▶ _Supplied records_
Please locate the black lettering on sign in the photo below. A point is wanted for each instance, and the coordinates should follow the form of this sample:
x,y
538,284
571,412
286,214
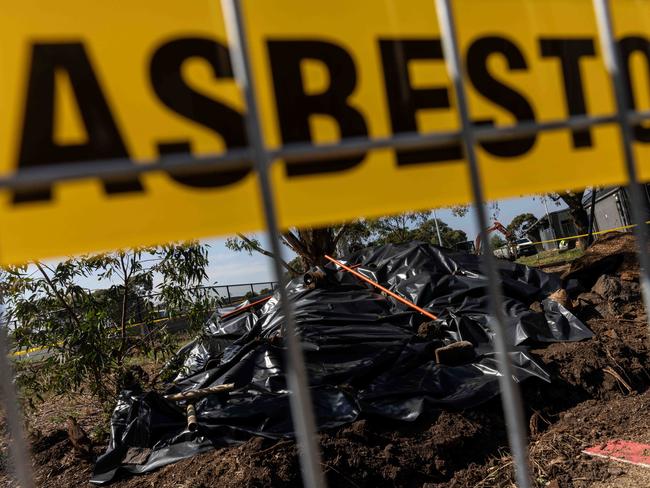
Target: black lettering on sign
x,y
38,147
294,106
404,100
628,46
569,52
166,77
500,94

---

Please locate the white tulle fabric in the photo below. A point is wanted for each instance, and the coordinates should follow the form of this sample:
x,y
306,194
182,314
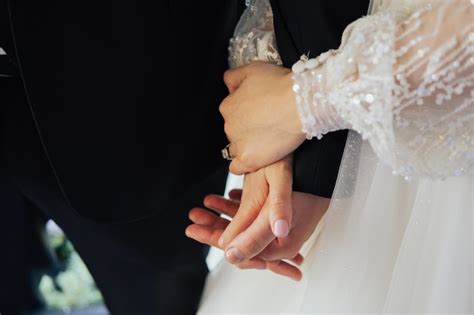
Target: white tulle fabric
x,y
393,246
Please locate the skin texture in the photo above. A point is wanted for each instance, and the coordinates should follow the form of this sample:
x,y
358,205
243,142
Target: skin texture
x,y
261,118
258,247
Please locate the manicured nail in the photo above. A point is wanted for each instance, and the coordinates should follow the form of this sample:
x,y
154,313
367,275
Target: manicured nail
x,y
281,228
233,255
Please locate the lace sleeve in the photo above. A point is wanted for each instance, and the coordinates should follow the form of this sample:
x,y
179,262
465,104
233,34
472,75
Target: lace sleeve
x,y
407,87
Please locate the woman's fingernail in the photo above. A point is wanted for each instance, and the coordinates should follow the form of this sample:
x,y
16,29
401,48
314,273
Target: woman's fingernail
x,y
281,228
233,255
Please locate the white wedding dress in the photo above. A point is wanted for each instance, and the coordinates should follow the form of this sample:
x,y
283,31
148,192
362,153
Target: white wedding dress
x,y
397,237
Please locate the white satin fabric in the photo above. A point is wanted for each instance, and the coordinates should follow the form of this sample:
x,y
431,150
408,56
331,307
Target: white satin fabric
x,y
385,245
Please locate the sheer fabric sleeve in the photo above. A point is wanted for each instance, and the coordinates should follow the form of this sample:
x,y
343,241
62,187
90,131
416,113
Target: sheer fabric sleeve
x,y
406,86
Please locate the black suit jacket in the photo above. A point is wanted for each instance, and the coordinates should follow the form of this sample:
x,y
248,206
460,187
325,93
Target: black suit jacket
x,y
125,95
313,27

▶ _Exercise details_
The required output is every line above that contains the string "below".

▶ _Task answer_
Please locate the black lettering on sign in the photo below. A point is wanted for each instance, and the coordinates should follow the form of this sample:
Please locate the white tulle fabric in the photo below. A point is wanted for each instance, and the coordinates should follow the form of this sample:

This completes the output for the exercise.